Text passage:
········

I want now to approach another aspect of the situation. I deliberately say that the operations of the Department of Supplies are having the effect of forcing thousands of men, to whom the idea of breaking the law is nauseating, into the position of law-breakers for two reasons. The first is that you cannot find out what the law is because the Minister for Supplies publishes such a multiplicity of Orders that you cannot ascertain with precision on any given day what the existing state of the law is. It has become the practice of the Department to publish in the newspapers a résumé of the Orders and then to say that these Orders will be available shortly at the Stationery Office. An Order, commonly, is not available at the Stationery Office for a month or six weeks after it has been made. The average citizen knows the general tenor of the Order but, in regard to its details, they are not to be found in the published notice, and are only to be found in the official Order published by the Stationery Office. That is peculiarly true of price Orders.
You will frequently have a price Order made in which a retail price per stone is fixed—the price of the wholesaler to the retailer and of the importer to the wholesaler. These prices are fixed, but sometimes the problem arises at once—what are you to charge per lb. for that commodity? You find that the price per lb., calculated at the stone rate, does not work out in any mensuration of the coinage, and you do not know whether you are bound to charge a farthing per lb. more or less. For five or six weeks you are left waiting to find out what the true state of the law is. Again, you will get a case in which provision is made for a wholesaler to charge so much per cwt. for a special commodity. Of course, the bureaucrats in Earlsfort Terrace quite forget that, in rural Ireland, the bulk of the wholesale trade is done in stones and half-stones between the small roadside shop and the comparatively large wholesaler in the country towns. There is no means of determining what the price is to be per stone, and eventually, when you ask the Minister in this House what is the price to be per stone, you discover that it bears no relation whatever to the fixed price per cwt.

········

Dataset rows:
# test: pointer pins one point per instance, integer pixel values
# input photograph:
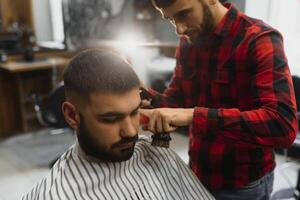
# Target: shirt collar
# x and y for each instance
(225, 25)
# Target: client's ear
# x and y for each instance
(70, 114)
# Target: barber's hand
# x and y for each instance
(167, 119)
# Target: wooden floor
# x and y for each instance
(24, 160)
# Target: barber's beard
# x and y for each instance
(206, 28)
(90, 146)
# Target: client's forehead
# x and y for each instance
(123, 102)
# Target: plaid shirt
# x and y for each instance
(240, 87)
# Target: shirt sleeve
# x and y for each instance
(274, 121)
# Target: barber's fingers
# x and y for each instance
(153, 121)
(146, 103)
(167, 126)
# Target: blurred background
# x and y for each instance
(38, 38)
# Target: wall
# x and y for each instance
(42, 20)
(285, 16)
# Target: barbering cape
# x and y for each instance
(151, 173)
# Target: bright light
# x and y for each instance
(129, 42)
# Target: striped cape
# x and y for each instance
(151, 173)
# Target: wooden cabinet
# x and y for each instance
(16, 10)
(18, 81)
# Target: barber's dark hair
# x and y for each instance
(98, 71)
(159, 4)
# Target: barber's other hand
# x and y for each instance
(167, 119)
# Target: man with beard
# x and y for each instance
(232, 87)
(110, 161)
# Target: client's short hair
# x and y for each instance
(97, 70)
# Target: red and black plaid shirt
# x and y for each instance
(239, 83)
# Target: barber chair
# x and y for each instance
(49, 112)
(292, 192)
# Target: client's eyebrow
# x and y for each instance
(110, 114)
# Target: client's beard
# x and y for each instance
(90, 147)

········

Goal 1:
Answer these questions using the Department of Supplies passage:
(a) Where does the Department publish a résumé of the Orders?
(b) How long after it is made is an Order commonly unavailable at the Stationery Office?
(c) In rural Ireland, in what units is the bulk of the wholesale trade done?
Goal 2: Summarize the Department of Supplies passage in two sentences.
Goal 3: Carry on the Department of Supplies passage from its final sentence, adding one paragraph in the same voice.
The data is not needed for any of the work here.

Right answer 1:
(a) In the newspapers.
(b) A month or six weeks.
(c) In stones and half-stones.

Right answer 2: The speaker contends that the Department of Supplies is forcing law-abiding men into the position of law-breakers, first because it issues so many Orders that the current law cannot be ascertained, since only résumés appear in the newspapers while the full Orders reach the Stationery Office a month or six weeks later. Price Orders show this most clearly: prices fixed per stone or per cwt. leave traders unsure what to charge per lb. or per stone, and the price per stone eventually given bears no relation to the fixed price per cwt.

Right answer 3:
I recognise the Minister's difficulties, but I imagine that he could find a group of men who would advise him in regard to the conditions of trade obtaining in rural Ireland. They are far different from the conditions obtaining in Dublin and Cork. The Minister would find in his own Party men like Senator McEllin, as well as several Deputies here present, who have some experience of business in rural Ireland and who could tell him in a thrice how these things are done in rural Ireland. If he wants help from me, or from any member of the House who has experience in these things, I am perfectly sure that all he has to do is to ask that a Parliamentary Committee be set up to review these Orders and point out to him any obvious discrepancies in them. But his failure to have any discussion of that kind has resulted in men, who have taken pride in the fact that they would sooner see their premises burned to the ground than that a black market price should be charged by them, waking up one morning to discover that they have not only charged a black market price themselves, but constrained their employees to do the same thing. To me that is one of the most undesirable and regrettable developments which has confronted us so far, because, as Deputy Brennan said, if that practice becomes widespread, and if decent men through the country are commonly known to their neighbours to be engaged in blackmarket activities, they will not get the charitable benefit of the doubt, but their neighbours will say that they took a chance, and thus the whole standard of conduct which should rule a community is proportionately lowered. It is easy to lower standards of conduct, but it is difficult to raise them up again.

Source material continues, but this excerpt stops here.